··· Supplied information

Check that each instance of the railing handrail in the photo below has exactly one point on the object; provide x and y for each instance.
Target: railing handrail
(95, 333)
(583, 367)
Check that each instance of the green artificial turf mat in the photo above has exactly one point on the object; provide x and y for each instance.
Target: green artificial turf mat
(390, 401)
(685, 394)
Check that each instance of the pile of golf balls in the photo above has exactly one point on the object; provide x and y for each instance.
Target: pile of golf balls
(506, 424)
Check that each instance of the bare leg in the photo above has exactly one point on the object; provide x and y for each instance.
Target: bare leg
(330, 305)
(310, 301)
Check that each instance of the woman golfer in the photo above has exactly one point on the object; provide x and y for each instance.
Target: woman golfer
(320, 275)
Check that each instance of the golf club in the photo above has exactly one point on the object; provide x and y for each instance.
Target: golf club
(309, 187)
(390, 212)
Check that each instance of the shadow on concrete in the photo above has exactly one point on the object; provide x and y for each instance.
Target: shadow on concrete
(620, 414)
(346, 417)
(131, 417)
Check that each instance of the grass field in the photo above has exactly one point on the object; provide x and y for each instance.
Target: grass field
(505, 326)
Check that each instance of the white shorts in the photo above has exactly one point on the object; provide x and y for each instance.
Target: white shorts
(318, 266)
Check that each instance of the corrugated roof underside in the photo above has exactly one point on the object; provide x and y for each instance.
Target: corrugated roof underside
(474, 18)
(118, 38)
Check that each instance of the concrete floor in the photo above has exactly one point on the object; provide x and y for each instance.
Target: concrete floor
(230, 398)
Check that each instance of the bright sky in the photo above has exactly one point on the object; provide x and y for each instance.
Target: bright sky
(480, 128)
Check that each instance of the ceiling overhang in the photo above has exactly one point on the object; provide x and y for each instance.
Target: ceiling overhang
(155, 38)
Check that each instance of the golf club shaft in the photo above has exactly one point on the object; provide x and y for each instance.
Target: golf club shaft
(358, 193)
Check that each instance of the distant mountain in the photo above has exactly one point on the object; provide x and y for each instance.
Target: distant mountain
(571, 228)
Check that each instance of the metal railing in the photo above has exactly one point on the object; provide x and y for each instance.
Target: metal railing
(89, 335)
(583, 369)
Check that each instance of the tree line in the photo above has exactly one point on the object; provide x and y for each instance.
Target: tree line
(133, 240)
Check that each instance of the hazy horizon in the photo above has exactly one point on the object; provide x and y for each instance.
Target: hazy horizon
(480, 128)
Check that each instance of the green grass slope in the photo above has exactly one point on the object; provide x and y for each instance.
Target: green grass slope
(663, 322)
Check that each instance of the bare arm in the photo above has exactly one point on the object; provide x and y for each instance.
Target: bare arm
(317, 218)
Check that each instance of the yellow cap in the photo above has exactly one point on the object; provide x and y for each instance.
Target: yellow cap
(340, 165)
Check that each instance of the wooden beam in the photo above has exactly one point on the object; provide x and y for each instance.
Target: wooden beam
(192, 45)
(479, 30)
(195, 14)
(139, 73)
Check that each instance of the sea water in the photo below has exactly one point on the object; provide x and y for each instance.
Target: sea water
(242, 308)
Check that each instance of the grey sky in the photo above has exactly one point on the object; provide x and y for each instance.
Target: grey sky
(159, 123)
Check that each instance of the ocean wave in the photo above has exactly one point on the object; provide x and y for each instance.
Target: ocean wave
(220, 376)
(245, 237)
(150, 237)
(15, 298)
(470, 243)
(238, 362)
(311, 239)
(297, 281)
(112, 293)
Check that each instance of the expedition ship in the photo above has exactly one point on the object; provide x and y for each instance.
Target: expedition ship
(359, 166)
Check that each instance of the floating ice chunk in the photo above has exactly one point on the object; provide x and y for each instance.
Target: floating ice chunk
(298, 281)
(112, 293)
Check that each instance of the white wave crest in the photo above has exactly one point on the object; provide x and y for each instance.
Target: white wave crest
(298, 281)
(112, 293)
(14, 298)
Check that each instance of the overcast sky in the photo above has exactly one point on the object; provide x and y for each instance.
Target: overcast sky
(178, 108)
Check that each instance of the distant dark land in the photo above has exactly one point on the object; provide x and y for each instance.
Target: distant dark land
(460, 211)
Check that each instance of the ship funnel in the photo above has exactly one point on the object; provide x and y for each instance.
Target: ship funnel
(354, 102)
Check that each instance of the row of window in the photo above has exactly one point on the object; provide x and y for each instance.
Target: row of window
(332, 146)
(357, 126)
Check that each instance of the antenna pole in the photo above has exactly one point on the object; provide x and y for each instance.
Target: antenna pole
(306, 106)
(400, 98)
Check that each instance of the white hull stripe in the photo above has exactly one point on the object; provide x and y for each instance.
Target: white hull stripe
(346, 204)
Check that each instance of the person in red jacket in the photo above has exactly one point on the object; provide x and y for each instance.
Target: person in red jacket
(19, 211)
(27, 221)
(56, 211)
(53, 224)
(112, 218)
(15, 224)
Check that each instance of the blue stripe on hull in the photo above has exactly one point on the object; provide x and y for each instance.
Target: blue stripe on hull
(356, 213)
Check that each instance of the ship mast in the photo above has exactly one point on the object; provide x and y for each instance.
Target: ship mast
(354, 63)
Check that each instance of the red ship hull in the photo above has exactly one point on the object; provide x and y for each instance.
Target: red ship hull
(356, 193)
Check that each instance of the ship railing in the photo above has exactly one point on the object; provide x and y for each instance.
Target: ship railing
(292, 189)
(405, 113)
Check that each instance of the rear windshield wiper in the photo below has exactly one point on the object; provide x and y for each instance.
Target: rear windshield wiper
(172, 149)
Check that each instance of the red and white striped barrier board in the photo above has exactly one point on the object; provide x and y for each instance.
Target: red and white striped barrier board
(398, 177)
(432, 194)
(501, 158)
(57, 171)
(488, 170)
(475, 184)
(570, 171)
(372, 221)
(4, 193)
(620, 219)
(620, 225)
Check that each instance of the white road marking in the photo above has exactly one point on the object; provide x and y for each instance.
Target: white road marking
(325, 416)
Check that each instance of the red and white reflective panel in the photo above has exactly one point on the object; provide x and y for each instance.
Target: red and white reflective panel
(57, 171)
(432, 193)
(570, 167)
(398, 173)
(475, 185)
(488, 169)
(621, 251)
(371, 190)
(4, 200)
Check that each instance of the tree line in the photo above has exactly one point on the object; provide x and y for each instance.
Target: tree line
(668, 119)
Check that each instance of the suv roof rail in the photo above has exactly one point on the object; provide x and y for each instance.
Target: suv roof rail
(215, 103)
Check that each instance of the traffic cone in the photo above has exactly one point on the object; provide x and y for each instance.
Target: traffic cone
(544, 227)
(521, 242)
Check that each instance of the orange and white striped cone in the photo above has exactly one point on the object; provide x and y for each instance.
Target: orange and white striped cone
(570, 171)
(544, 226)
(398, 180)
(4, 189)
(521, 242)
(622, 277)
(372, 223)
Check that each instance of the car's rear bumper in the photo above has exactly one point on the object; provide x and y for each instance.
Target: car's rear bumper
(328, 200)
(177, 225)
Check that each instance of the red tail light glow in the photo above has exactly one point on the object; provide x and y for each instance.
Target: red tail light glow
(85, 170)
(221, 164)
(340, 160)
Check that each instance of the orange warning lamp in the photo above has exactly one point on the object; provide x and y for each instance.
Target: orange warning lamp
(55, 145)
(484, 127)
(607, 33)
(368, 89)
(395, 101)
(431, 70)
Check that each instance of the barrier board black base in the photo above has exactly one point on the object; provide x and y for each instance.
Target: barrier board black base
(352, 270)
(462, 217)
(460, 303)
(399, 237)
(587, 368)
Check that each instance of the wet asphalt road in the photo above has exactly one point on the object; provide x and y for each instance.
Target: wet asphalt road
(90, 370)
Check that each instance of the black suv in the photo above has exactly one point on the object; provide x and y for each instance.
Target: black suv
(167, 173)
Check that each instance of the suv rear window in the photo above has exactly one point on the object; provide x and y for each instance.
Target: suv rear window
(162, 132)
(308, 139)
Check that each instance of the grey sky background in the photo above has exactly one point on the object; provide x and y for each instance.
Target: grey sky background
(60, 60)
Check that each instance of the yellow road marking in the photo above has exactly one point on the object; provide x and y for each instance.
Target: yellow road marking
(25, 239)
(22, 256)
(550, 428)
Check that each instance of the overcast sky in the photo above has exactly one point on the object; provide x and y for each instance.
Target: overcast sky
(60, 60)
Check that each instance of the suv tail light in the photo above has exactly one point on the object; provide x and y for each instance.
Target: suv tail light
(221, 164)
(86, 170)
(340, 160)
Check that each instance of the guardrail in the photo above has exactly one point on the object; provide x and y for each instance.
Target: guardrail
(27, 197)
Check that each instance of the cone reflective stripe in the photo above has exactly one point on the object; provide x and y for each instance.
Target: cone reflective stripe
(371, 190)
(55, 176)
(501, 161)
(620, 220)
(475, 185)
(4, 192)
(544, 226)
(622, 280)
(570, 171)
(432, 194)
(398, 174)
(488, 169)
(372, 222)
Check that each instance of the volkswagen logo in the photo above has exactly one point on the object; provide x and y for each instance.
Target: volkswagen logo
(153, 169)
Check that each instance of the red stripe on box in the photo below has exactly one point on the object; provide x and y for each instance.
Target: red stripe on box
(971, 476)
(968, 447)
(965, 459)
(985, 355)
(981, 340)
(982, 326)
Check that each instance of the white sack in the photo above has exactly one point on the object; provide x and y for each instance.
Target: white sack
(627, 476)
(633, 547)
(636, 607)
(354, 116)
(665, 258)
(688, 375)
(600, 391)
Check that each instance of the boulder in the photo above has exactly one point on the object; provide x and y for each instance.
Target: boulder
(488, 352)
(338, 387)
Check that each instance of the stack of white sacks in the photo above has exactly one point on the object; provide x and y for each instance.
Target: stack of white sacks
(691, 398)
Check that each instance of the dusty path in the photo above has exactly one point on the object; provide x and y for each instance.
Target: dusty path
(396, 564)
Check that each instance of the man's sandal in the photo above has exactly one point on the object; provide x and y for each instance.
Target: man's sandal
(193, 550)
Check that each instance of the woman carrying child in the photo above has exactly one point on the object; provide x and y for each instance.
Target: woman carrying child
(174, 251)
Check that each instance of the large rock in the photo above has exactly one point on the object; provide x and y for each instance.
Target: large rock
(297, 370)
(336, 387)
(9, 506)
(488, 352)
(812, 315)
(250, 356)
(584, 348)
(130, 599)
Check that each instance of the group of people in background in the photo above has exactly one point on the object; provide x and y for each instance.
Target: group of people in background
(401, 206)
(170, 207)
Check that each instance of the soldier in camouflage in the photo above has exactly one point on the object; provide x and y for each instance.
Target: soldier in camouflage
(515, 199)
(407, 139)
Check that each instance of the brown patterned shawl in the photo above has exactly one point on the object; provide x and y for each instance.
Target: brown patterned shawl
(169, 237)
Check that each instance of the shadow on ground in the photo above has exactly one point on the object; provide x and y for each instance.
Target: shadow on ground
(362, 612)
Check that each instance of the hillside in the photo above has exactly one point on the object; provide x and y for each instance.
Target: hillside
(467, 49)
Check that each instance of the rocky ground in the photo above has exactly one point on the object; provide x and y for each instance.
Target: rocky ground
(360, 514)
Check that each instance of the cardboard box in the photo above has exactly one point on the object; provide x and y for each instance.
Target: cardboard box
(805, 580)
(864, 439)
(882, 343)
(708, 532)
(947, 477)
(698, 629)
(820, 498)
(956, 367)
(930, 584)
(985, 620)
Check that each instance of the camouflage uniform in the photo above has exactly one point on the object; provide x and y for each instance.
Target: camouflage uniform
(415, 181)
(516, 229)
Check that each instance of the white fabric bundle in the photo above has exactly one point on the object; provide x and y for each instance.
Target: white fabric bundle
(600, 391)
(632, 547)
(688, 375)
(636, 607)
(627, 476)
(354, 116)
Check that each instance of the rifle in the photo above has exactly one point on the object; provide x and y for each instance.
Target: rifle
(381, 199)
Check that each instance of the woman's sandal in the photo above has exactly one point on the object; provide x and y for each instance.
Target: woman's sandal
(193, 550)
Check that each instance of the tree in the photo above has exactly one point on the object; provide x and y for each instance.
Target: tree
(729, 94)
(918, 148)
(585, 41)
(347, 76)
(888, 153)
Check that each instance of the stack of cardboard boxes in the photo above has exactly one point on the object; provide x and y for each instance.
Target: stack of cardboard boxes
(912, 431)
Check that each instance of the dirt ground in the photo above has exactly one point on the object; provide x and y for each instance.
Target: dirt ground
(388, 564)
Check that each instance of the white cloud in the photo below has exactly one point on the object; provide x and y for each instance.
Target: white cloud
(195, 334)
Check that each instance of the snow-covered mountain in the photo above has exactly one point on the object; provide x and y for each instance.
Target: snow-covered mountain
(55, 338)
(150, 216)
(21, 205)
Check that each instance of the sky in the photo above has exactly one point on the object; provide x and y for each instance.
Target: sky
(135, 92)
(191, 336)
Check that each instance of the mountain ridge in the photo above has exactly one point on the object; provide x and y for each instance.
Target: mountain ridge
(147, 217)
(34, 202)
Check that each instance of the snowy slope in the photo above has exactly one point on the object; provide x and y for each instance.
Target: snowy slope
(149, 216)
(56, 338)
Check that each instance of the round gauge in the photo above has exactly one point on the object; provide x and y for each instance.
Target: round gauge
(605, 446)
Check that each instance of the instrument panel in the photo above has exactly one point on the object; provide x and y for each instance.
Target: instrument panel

······

[What to produce]
Repeat the rows from the line containing "Check that each instance of the round" through the end of the rows, inclusive, swapping "round gauge" for "circular dial" and keeping everything else the same.

[Solution to the exercise]
Check that each instance of the circular dial in the photo above has exactly one point on the object; provide x and y for each instance.
Target: circular dial
(605, 446)
Check that each instance of the instrument panel in the photo above has exactly one point on the object; provide x and y for each instance.
Target: instrument panel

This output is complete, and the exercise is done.